→ PROMPT 1:
Copy the passage from the blog post about that morning word for word, starting at "I got up, helped" and ending at "was 9:47am!!!! Dang!".
→ PROMPT 2:
Continue the blog post about the morning that started out good and turned bad, picking up right after its final sentence.

→ SELECTED EXCERPT:

Wednesday, March 4, 2009

it started out good, turned bad, then went back to good again

Last week, I was wide awake at 6:45 am. (it helped that Kai came in for some breakfast. I told him to wait until morning!) To be honest, I was expecting Hunny to stay home sick, since it didn't sound like he slep well, but he's a Stronger Man than I am (for obvious DNA reasons) I would've whined about how siiiick I am and stayed in bed. But not him. He put on his Big Girl Panties (not really, that would be disturbing) and went to work, saying he used up too many sick days already. (I don't even get Sick Days, so I can be as sick as I want as often as I want. yay!) But I digress…

I got up, helped the kids get dressed (well, Bryn & Abi) and eat. I was so proud of myself for being so awake! Yay go me! This was going to be a Good Day! As soon as Hunny left with Abi to take her to school, I decided to curl up with Baby Honey in bed, since he wasn't awake yet. I knew I'd have to leave by 9:30, but I was just resting.

…An hour half later…. I jump up and freak out, rushing Kai to dress, and change Bryn and Rhys, gather all I need, and head out the door. I obviously fell asleep and now it was 9:47am!!!! Dang!

→ GIVEN DATA:
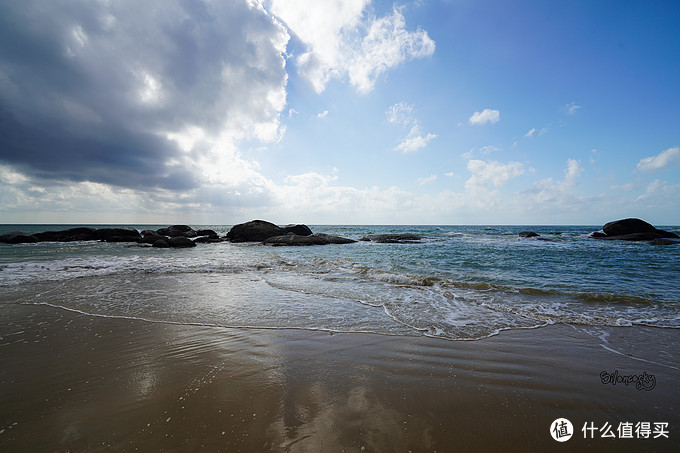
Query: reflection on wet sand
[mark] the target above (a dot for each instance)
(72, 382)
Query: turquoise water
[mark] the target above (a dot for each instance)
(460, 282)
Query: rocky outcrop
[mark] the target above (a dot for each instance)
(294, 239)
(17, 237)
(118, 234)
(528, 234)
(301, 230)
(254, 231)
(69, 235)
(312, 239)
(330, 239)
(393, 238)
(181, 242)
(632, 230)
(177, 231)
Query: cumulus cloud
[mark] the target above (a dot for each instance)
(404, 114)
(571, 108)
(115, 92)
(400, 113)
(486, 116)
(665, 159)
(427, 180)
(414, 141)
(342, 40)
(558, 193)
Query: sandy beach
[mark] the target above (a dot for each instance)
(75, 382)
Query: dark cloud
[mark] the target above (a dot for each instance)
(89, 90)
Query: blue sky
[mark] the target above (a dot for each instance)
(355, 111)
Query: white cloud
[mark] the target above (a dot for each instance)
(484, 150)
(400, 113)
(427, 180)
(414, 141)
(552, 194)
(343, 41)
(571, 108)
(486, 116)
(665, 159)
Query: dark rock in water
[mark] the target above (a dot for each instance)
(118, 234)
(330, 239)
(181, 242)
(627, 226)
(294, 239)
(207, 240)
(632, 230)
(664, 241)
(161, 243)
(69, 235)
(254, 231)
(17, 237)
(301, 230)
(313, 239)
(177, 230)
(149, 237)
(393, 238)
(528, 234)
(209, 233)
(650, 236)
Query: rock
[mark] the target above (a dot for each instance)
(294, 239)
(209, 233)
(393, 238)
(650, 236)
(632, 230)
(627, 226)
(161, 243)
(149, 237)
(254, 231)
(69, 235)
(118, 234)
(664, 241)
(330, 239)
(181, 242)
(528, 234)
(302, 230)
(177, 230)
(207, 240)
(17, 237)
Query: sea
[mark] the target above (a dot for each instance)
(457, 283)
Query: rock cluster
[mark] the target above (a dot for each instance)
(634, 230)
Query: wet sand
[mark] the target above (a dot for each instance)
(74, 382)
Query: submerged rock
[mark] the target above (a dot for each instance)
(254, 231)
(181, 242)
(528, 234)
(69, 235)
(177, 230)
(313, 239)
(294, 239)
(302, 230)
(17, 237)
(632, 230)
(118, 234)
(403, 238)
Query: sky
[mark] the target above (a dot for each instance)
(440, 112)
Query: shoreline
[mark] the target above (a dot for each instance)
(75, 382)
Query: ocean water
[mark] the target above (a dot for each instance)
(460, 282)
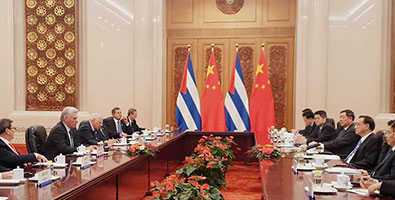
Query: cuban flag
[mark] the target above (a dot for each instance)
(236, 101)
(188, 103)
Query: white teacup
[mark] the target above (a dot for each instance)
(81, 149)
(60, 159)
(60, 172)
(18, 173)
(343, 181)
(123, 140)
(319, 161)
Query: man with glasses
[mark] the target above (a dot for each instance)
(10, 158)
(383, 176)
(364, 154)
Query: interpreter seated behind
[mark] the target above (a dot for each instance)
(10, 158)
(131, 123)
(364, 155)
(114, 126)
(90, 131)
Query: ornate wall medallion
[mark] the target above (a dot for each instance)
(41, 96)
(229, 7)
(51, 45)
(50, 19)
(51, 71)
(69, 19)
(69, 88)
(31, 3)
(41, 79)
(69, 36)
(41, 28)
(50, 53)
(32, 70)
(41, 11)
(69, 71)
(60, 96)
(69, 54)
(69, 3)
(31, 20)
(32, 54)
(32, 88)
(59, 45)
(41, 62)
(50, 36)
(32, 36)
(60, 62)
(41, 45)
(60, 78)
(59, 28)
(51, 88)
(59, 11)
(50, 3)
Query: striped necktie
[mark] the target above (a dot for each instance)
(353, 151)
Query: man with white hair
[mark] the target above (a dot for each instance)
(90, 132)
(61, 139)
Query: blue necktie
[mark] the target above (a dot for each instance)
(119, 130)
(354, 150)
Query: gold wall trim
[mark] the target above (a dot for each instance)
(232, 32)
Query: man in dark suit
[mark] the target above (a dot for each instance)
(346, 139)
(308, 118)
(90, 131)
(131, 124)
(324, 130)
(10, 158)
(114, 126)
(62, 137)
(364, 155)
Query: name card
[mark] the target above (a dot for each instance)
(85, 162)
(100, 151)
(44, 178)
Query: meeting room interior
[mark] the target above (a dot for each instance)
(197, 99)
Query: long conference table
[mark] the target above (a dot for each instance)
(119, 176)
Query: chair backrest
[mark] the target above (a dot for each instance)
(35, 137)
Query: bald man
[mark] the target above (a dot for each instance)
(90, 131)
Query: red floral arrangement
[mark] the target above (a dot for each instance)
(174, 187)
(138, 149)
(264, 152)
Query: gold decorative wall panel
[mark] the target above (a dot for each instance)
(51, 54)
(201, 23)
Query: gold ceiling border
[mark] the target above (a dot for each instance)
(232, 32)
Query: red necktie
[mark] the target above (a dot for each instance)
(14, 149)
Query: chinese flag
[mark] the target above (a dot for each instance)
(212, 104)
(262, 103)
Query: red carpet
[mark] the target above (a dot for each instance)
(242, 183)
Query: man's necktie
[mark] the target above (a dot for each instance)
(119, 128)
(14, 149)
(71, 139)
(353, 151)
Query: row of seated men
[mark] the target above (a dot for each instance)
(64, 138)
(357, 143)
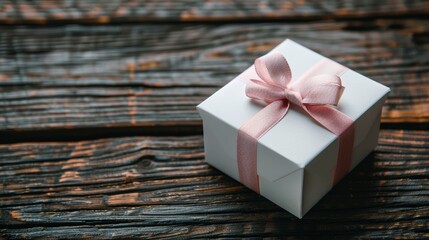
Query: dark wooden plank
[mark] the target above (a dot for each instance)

--

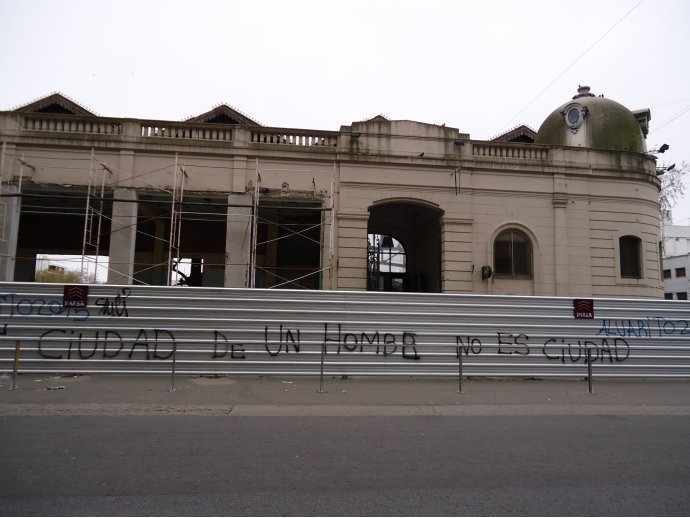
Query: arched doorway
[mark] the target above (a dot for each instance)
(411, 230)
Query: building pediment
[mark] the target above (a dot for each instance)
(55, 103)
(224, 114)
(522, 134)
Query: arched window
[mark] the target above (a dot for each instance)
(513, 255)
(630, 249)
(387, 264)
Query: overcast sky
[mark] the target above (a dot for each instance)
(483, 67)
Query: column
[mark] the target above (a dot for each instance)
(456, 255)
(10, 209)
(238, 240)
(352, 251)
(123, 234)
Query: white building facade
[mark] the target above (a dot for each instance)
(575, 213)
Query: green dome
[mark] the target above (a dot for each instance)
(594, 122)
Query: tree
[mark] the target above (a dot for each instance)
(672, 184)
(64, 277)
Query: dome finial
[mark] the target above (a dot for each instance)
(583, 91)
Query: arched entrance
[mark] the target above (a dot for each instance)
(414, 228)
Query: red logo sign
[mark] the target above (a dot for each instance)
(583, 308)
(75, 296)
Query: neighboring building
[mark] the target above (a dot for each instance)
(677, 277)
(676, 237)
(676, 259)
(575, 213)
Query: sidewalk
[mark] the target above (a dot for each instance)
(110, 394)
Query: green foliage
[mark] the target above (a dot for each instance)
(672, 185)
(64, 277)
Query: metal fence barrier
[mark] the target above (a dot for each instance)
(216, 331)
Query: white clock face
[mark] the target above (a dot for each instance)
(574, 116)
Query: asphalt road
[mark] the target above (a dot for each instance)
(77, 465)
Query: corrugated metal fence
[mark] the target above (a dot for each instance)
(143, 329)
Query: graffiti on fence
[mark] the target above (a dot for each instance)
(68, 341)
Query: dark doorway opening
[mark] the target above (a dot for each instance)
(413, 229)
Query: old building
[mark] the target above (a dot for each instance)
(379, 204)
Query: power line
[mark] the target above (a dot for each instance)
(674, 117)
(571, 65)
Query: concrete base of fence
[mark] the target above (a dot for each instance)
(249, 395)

--

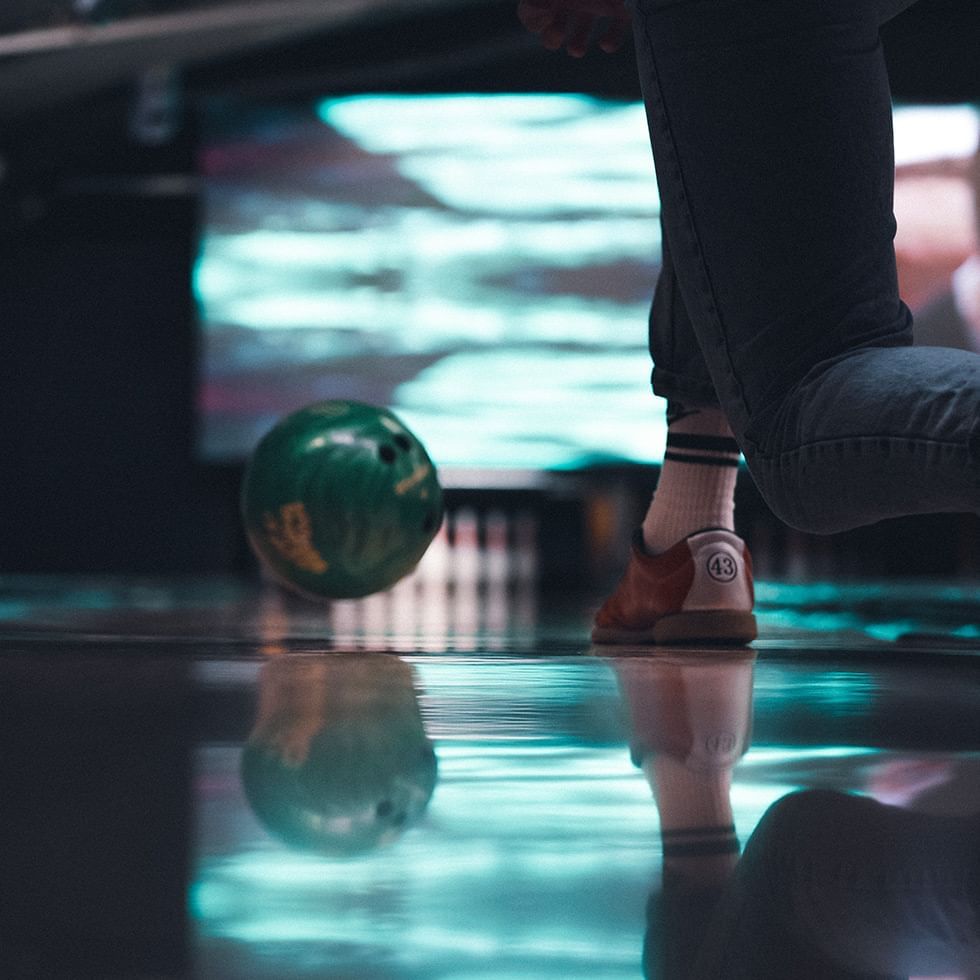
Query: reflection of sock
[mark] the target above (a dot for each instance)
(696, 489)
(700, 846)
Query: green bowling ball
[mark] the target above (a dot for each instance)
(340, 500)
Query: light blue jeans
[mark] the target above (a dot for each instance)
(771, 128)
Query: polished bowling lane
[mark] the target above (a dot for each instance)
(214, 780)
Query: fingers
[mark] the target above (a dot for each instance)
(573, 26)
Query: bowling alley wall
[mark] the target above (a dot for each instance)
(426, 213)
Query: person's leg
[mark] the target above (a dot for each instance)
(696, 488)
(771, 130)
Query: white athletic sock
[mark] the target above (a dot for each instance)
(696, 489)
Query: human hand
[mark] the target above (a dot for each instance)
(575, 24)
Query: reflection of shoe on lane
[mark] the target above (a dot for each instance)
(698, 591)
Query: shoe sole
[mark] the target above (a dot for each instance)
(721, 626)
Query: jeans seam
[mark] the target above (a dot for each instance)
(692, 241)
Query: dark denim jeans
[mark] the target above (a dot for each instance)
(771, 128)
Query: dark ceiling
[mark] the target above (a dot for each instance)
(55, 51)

→ OUTPUT 1:
I got up, helped the kids get dressed (well, Bryn & Abi) and eat. I was so proud of myself for being so awake! Yay go me! This was going to be a Good Day! As soon as Hunny left with Abi to take her to school, I decided to curl up with Baby Honey in bed, since he wasn't awake yet. I knew I'd have to leave by 9:30, but I was just resting.

…An hour half later…. I jump up and freak out, rushing Kai to dress, and change Bryn and Rhys, gather all I need, and head out the door. I obviously fell asleep and now it was 9:47am!!!! Dang!

→ OUTPUT 2:
Oh no! *smacking forehead* I didn't consider the snow last night! Not only did I have to brush off about 2" of the white stuff from my van, plus the layer of ice underneath, but I had to get INTO it first. My doors froze! And my Emergency break froze. And my windsheild wipers froze. Oh, and then there was a good 5 minutes where Bryn thought it would be funny to lock me out of the van while it heated up. I implored, urged, demanded to him to unlock the doors. I banged on the windows. I begged and commanded Kai to open the doors. I even cursed bad words in my head…until God gently reminded me that He knows our thoughts and even if it's "only in the head" it's still as if I committed the act, so I had to confess and ask forgiveness. *sigh*

Finally, Kai gets a clue, opens the door for me, and I can scrape my windows. Thankfully, my van has been heating up enough for the windsheild to thaw partially. I didn't pull out of the driveway until 10:05am. Oh, did I tell you that the appointment was at 10:10? We were 20 minutes late. Did I mention that this was our first meeting with our new Speech Pathologist? Phooey. Our 1/2 hour meeting was now only 10 minutes. And as I set Rhys' car seat down and Bryn plops into a chair, I am informed, "Oh, and I don't allow siblings in the room."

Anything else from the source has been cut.